TASK REQUIREMENTS | Can you return the records below exactly as they stand, but only from the first line through the one with "The response SHOULD carry one point per instance of the cluster"?

-.-.-

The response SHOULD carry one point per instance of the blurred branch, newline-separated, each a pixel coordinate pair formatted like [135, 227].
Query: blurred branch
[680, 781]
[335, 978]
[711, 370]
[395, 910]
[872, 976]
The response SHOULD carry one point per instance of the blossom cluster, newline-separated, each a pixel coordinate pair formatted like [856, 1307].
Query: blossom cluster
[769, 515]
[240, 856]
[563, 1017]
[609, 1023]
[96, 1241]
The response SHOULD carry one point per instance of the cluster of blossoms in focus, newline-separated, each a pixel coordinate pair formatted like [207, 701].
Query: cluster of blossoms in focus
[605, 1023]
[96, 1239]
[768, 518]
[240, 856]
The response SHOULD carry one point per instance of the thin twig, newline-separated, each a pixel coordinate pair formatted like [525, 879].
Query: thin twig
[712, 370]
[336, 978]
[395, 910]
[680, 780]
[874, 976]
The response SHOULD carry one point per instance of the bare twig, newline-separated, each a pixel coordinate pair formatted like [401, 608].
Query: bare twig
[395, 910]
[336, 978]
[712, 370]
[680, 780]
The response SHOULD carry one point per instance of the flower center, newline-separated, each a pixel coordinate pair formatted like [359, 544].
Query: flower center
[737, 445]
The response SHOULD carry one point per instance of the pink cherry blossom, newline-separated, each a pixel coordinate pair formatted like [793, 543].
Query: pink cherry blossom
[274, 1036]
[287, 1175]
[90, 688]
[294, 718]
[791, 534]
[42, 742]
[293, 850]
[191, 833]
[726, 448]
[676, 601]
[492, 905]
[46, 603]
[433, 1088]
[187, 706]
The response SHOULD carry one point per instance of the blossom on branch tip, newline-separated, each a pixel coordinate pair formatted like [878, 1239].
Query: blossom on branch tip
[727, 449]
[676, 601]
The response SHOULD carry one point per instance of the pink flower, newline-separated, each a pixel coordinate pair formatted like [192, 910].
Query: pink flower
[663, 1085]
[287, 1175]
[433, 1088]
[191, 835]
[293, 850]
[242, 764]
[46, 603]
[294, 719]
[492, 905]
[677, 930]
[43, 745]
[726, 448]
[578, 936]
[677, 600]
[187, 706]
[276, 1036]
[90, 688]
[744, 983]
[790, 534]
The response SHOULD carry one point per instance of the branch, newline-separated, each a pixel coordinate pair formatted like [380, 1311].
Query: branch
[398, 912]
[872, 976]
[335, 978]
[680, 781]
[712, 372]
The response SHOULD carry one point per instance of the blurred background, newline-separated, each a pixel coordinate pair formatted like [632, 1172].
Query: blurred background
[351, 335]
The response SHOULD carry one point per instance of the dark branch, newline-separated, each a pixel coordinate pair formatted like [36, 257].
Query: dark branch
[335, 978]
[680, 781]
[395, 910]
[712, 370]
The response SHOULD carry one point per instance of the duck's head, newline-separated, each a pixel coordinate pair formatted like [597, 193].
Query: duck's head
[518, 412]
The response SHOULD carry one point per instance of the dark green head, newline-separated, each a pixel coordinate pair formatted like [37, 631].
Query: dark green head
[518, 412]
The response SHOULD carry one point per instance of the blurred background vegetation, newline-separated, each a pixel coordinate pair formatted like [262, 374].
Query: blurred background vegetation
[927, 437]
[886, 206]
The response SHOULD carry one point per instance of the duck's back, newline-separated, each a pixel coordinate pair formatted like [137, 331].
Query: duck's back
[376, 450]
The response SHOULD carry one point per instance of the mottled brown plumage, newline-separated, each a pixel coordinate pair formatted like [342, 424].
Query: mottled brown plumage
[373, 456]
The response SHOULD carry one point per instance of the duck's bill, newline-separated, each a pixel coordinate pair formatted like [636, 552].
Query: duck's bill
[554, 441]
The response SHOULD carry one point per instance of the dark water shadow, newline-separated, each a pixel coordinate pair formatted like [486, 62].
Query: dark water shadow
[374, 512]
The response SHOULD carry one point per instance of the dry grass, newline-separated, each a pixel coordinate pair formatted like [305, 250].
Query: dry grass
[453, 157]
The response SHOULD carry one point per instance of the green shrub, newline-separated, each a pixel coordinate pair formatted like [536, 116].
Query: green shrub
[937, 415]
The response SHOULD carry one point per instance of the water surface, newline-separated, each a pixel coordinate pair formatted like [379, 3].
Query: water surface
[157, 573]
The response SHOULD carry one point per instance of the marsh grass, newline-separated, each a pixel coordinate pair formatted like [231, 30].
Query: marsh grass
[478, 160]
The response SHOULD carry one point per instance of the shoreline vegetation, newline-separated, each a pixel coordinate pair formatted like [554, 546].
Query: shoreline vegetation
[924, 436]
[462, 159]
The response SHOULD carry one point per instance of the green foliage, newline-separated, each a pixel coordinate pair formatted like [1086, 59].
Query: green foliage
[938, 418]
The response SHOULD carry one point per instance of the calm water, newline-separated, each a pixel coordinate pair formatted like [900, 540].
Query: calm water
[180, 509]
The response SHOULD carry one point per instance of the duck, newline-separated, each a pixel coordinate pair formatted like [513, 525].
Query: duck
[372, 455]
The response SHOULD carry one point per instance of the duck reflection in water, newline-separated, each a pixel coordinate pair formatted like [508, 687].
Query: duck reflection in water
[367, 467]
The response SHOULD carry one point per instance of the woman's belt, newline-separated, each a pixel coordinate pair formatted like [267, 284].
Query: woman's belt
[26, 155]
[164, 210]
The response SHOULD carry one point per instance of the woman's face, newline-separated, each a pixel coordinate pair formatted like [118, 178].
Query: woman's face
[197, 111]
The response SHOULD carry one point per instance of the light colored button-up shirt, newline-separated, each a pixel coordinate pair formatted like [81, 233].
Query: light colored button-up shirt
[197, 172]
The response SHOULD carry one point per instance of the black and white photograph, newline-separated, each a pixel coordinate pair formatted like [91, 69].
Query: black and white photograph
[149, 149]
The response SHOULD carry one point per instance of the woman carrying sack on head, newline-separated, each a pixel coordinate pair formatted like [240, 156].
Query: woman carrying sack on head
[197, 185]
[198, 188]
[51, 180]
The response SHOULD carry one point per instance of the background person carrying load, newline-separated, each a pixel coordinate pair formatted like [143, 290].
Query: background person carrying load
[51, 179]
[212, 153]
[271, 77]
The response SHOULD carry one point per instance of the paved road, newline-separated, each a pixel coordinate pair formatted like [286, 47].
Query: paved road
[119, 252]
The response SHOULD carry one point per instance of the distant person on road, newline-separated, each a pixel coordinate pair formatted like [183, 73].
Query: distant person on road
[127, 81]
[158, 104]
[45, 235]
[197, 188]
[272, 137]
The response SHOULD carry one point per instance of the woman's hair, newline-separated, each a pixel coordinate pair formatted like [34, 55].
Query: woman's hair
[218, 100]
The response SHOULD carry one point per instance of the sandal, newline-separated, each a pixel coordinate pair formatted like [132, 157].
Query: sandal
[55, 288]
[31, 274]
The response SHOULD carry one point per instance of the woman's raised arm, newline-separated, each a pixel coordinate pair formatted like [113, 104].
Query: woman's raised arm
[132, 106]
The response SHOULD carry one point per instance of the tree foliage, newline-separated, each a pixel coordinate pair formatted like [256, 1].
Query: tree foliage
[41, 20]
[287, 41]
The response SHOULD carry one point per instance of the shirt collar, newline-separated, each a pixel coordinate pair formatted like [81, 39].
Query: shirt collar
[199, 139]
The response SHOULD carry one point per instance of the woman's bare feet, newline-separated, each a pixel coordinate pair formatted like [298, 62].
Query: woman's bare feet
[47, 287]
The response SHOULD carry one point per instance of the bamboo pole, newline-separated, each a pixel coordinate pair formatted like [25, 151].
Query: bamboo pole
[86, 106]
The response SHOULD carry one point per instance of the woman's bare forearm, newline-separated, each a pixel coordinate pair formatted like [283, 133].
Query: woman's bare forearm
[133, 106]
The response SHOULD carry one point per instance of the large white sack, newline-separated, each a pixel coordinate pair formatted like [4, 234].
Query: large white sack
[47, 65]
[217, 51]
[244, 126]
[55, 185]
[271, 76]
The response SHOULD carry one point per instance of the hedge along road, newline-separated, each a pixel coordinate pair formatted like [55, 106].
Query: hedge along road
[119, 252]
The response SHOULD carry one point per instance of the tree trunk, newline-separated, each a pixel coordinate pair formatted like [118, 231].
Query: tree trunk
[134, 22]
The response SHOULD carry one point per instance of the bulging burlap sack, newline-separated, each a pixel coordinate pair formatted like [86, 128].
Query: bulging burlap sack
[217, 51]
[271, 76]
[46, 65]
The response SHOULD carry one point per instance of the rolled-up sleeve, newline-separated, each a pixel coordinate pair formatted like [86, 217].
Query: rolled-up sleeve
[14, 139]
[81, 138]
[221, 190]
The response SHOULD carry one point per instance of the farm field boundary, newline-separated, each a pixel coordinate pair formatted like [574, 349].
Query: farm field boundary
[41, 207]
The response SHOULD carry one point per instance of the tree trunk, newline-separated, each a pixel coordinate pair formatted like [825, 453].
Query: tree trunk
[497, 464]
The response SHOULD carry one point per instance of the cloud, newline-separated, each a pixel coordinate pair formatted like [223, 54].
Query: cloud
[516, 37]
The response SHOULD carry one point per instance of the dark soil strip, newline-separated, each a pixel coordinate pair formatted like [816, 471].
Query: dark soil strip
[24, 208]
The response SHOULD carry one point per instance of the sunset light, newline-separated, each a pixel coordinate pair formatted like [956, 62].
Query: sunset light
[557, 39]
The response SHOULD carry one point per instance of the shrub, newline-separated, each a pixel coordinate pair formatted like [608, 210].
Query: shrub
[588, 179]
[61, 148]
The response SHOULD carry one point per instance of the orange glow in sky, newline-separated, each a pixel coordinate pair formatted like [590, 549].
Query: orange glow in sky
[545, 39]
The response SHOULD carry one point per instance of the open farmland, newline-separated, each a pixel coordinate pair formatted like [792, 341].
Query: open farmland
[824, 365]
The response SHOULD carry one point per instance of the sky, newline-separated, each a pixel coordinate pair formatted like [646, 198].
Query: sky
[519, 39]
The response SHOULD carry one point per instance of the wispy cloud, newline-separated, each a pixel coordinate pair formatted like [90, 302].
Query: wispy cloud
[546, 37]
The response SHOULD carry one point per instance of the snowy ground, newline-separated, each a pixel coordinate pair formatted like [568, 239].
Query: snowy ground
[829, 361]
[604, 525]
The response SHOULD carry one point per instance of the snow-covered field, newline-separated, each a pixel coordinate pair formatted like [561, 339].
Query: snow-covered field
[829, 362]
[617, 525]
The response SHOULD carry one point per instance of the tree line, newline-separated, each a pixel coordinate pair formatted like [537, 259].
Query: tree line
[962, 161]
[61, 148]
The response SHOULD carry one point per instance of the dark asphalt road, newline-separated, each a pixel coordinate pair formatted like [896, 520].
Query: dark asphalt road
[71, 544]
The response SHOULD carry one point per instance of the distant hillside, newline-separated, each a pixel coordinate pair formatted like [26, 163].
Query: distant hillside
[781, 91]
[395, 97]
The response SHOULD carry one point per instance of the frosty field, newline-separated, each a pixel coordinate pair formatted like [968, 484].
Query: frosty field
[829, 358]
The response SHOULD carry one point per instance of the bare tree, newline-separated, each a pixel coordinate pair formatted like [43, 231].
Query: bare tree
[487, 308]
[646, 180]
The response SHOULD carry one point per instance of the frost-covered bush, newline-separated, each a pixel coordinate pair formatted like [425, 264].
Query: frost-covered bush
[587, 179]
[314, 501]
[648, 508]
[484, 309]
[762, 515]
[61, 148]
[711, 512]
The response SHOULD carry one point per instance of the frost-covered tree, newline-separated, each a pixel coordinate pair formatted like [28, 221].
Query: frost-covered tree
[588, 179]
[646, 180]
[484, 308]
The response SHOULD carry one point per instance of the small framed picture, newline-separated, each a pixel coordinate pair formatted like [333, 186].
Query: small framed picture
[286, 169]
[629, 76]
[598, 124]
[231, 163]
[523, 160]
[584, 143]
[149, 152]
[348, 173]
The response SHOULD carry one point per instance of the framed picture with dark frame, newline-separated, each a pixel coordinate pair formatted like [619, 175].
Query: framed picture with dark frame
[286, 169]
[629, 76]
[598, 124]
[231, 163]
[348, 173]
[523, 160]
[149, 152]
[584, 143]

-.-.-

RESPONSE AREA |
The response SHOULD carry one point per instance of the blurred branch, newline-separated, each a pixel coordinate pair formatted like [135, 227].
Query: blurred branch
[680, 781]
[335, 978]
[711, 370]
[395, 910]
[872, 976]
The response SHOULD carry one point per instance of the blossom cluster, newline-separated, each a pixel coordinate pair formatted like [856, 1307].
Query: blossom cluster
[769, 515]
[240, 856]
[563, 1017]
[609, 1023]
[96, 1241]
The response SHOULD carry one point per instance of the cluster of blossoms in focus, newline-separated, each a pixel coordinate pair formatted like [207, 701].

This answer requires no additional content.